[Source data]
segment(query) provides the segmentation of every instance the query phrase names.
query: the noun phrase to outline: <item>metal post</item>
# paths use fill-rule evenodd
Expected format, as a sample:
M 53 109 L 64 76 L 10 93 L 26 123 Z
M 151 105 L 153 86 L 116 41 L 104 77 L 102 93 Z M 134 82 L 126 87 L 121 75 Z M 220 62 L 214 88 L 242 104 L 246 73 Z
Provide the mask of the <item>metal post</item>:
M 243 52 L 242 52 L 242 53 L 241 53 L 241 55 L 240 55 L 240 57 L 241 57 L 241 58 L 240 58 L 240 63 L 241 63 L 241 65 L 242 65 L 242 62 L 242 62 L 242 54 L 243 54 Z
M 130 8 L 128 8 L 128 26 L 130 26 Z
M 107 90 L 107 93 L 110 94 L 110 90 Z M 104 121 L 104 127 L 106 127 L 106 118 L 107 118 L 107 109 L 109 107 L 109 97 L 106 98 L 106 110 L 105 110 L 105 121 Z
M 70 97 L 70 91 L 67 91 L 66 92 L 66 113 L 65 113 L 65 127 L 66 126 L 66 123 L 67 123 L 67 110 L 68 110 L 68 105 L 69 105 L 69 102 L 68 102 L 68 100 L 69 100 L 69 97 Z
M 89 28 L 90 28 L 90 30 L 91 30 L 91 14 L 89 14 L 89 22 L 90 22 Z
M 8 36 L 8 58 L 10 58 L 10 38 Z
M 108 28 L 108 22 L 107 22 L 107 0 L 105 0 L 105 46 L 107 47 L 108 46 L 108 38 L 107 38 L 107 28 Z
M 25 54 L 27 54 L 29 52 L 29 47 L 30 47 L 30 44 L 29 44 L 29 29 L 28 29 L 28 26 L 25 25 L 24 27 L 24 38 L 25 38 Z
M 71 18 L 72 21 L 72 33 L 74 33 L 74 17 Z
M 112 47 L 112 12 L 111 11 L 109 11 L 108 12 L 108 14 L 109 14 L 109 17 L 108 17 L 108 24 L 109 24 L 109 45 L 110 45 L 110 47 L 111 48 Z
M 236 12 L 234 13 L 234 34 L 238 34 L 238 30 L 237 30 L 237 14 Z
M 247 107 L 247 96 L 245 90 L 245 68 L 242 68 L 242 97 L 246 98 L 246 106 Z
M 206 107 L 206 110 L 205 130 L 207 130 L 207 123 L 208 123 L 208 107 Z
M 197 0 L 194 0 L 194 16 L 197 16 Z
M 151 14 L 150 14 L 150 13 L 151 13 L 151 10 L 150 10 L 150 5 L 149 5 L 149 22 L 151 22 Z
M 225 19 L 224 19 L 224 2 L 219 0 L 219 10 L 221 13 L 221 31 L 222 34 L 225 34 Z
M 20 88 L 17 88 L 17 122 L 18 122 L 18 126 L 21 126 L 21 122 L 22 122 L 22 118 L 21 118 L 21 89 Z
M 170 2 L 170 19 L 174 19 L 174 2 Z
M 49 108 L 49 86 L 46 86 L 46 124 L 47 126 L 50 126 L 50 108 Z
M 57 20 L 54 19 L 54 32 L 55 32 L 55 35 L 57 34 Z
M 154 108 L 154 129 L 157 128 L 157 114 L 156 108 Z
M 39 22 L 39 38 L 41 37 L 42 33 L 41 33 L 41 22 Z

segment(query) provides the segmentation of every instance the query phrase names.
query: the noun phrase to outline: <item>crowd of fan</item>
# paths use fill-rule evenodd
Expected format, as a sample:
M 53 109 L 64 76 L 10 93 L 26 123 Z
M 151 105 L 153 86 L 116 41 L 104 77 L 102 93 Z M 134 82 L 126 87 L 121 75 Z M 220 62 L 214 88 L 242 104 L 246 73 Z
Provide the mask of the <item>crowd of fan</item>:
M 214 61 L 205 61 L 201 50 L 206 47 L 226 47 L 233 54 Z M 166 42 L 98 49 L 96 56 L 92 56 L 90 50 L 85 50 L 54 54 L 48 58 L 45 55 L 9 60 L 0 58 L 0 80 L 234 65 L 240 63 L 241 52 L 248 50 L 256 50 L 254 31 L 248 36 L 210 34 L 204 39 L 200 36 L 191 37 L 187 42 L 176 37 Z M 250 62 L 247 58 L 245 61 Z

* [What you have to do]:
Repeat every line of the source data above without any changes.

* [Result of this exercise]:
segment(query) provides the segmentation of every instance the query phrase names.
query: the noun phrase to outline: <item>metal post</item>
# paths use fill-rule evenodd
Expected format, as a sample:
M 53 109 L 64 76 L 10 93 L 26 123 Z
M 151 105 L 153 86 L 116 41 L 104 77 L 102 93 Z M 134 82 L 126 87 L 121 75 Z M 220 62 L 214 88 L 242 104 L 246 73 Z
Provide the mask of the <item>metal post</item>:
M 243 52 L 242 52 L 242 53 L 241 53 L 241 55 L 240 55 L 240 57 L 241 57 L 241 58 L 240 58 L 240 63 L 241 63 L 241 65 L 242 65 L 242 62 L 242 62 L 242 54 L 243 54 Z
M 130 8 L 128 8 L 128 26 L 130 26 Z
M 107 90 L 107 93 L 110 94 L 110 90 Z M 104 121 L 104 127 L 106 127 L 106 118 L 107 118 L 107 109 L 109 107 L 109 97 L 106 98 L 106 110 L 105 110 L 105 121 Z
M 70 97 L 70 91 L 67 91 L 66 92 L 66 113 L 65 113 L 65 127 L 66 126 L 66 123 L 67 123 L 67 110 L 68 110 L 68 105 L 69 105 L 69 102 L 68 102 L 68 100 L 69 100 L 69 97 Z
M 89 28 L 90 28 L 90 30 L 91 30 L 91 14 L 89 14 L 89 22 L 90 22 Z
M 8 36 L 8 58 L 10 58 L 10 38 Z
M 108 28 L 108 22 L 107 22 L 107 0 L 105 0 L 105 46 L 107 47 L 108 46 L 108 38 L 107 38 L 107 28 Z
M 25 54 L 27 54 L 29 52 L 29 47 L 30 47 L 30 44 L 29 44 L 29 29 L 28 29 L 28 26 L 25 25 L 24 27 L 24 38 L 25 38 Z
M 71 18 L 72 21 L 72 33 L 74 33 L 74 17 Z
M 112 47 L 112 12 L 111 11 L 109 11 L 108 12 L 108 14 L 109 14 L 109 17 L 108 17 L 108 24 L 109 24 L 109 45 L 110 45 L 110 47 L 111 48 Z
M 236 12 L 234 13 L 234 34 L 238 34 L 238 30 L 237 30 L 237 14 Z
M 247 107 L 247 96 L 245 90 L 245 68 L 242 68 L 242 97 L 246 98 L 246 106 Z
M 206 107 L 206 110 L 205 130 L 207 130 L 207 123 L 208 123 L 208 107 Z
M 197 0 L 194 0 L 194 16 L 197 16 Z
M 151 14 L 150 14 L 150 13 L 151 13 L 151 10 L 150 10 L 150 5 L 149 5 L 149 22 L 151 22 Z
M 225 19 L 224 19 L 224 2 L 219 0 L 219 10 L 221 13 L 221 31 L 222 34 L 225 34 Z
M 20 88 L 17 88 L 17 122 L 18 122 L 18 126 L 21 126 L 21 122 L 22 122 L 22 118 L 21 118 L 21 89 Z
M 170 2 L 170 19 L 174 19 L 174 2 Z
M 49 108 L 49 86 L 46 86 L 46 124 L 47 126 L 50 126 L 50 108 Z
M 57 20 L 54 19 L 54 32 L 55 32 L 55 35 L 57 34 Z
M 154 108 L 154 129 L 157 128 L 157 114 L 156 108 Z
M 39 22 L 39 38 L 41 37 L 42 33 L 41 33 L 41 22 Z

segment(query) provides the segmentation of every instance the query phrase names.
query: the noun phrase to outline: <item>crowd of fan</item>
# paths use fill-rule evenodd
Expected format, as a sample:
M 53 109 L 64 76 L 10 93 L 26 123 Z
M 151 105 L 153 86 L 116 41 L 104 77 L 102 93 Z M 134 82 L 126 87 L 121 75 Z M 220 62 L 214 88 L 242 104 L 246 73 Z
Provide the mask of the <item>crowd of fan</item>:
M 214 61 L 205 61 L 201 50 L 206 47 L 226 47 L 233 54 Z M 166 42 L 98 49 L 96 56 L 92 56 L 90 50 L 85 50 L 54 54 L 48 58 L 45 55 L 9 60 L 0 58 L 0 80 L 234 65 L 240 63 L 241 52 L 248 50 L 256 50 L 254 31 L 248 36 L 210 34 L 204 39 L 200 36 L 191 37 L 187 42 L 176 37 Z M 250 62 L 247 58 L 245 61 Z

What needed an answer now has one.